* [Text provided]
:::::

Zeeya has a PhD in physics, cosmology more specifically, so she has all the necessary background to understand the topics she writes about. Her explanations are both elegant and, for all I can tell, almost entirely correct. I’d have some quibbles on one or the other point, eg her explanation of entanglement doesn’t make clear what’s the difference between classical and quantum correlations, but then it doesn’t matter for the rest of the book. Zeeya is also careful to state that neither inflation nor string theory are established theories, and the book is both well-referenced and has useful endnotes for the reader who wants more details.
Overall, however, Zeeya doesn’t offer the reader much guidance, but rather presents one thought-provoking idea after the other – like that there are infinitely many copies of each of us in the multiverse, making every possible decision – and then hurries on.
Furthermore, between the chapters there are various loose ends that she never ties together. For example, if the creator of our universe could write a message into the cosmic microwave background, then why do we need inflation to solve the horizon problem? How do baby universes fit together with string theory, or AdS/CFT more specifically, and why was the idea mostly abandoned? It’s funny also that Lee Smolin’s cosmological natural selection – an idea according to which we should live in a universe that amply procreates and is hence hugely supportive of the whole universe-creation issue – is mentioned merely as an aside, and when it comes to loop quantum gravity, both Smolin and Rovelli are bypassed as Ashtekhar’s “collaborators,” (which I’m sure the two gentlemen will just love to hear).

:::::

* [Dataset rows]
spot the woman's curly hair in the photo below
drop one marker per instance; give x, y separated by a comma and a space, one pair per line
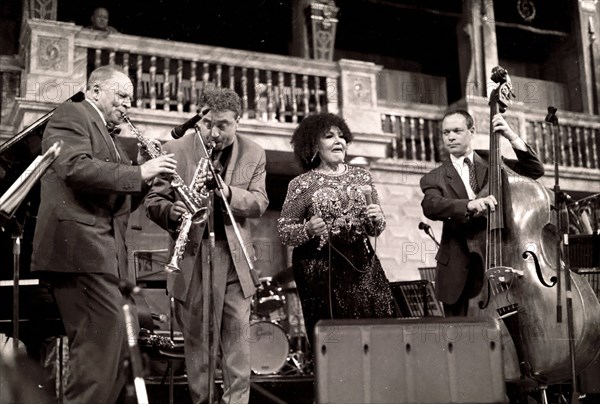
306, 136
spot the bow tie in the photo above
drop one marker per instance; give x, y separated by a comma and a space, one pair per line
113, 130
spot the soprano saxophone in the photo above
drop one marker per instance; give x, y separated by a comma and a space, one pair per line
186, 219
197, 209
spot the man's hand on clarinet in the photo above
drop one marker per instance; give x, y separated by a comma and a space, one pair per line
161, 165
178, 208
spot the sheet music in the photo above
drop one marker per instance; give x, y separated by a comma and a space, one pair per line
12, 198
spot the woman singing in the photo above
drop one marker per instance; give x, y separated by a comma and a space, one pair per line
328, 214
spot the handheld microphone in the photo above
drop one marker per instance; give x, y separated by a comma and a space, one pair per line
367, 190
424, 226
180, 130
161, 318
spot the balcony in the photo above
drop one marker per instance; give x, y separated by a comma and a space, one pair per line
395, 117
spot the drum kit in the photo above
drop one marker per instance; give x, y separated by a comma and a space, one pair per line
278, 341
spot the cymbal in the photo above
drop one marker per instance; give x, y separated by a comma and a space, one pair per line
284, 276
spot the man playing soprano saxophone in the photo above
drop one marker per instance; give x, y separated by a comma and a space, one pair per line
243, 172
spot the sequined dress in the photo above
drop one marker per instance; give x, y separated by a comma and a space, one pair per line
359, 287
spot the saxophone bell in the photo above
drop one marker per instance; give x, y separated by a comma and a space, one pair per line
187, 220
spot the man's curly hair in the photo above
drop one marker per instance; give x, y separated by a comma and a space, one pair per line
220, 100
306, 136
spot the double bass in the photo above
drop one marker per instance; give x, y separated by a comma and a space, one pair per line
518, 254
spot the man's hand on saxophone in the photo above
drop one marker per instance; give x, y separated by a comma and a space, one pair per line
165, 164
178, 208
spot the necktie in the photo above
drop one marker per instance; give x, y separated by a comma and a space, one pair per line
472, 176
114, 131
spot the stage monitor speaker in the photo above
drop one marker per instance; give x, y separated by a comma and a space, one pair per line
431, 360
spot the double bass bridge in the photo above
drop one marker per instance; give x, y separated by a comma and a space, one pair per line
508, 311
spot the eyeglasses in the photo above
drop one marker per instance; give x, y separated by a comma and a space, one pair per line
458, 131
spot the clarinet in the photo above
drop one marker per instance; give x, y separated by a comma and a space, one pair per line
193, 202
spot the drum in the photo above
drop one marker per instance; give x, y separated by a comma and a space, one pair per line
269, 301
269, 347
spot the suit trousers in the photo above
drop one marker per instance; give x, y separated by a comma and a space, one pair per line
230, 316
91, 311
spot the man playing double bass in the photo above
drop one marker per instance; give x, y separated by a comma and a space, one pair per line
452, 194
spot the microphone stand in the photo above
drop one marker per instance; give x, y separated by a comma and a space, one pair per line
208, 305
427, 229
135, 358
562, 251
220, 187
9, 203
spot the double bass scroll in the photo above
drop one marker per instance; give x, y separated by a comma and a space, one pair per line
516, 248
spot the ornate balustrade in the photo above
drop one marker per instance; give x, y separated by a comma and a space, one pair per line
416, 130
277, 92
171, 76
579, 141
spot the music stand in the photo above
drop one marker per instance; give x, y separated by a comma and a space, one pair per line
9, 203
416, 299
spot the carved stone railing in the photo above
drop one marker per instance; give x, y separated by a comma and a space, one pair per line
579, 141
416, 131
277, 92
171, 76
168, 77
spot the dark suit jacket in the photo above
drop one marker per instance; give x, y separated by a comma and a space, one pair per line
85, 196
445, 198
245, 175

:::::

* [Tasks to complete]
1. Name every person the review of Zeeya's book mentions by name.
2. Continue the review of Zeeya's book from its final sentence.

* [Task answers]
1.
Zeeya
Lee Smolin
Rovelli
Ashtekhar

2.
For what I am concerned, the most interesting aspect of Zeeya’s book is that she spoke to various scientists about their creation beliefs: Anthony Zee, Stephen Hsu, Abhay Ashtekar, Joe Polchinski, Alan Guth, Eduardo Guendelman, Alexander Vilenkin, Don Page, Greg Landsberg, and Seth Lloyd are familiar names that appear on the pages. (The majority of these people are FQXi members.)
What we believe to be true is a topic physicists rarely talk about, and I think this is unfortunate. We all believe in something – most scientists, for example believe in an external reality – but fessing up to the limits of our rationality isn’t something we like to get caught with. For this reason I find Zeeya’s book very valuable.
About the value of discussing baby universes I’m not so sure. As Zeeya notes towards the end of her book, of the physicists she spoke to, besides Don Page no one seems to have thought about the ethics of creating new universes. Let me offer a simple explanation for this: It’s that besides Page no one believes the idea has scientific merit.
In summary: It’s a great book if you don’t take the idea of universe-creation too seriously. I liked the book as much as you can possibly like a book whose topic you think is nonsense.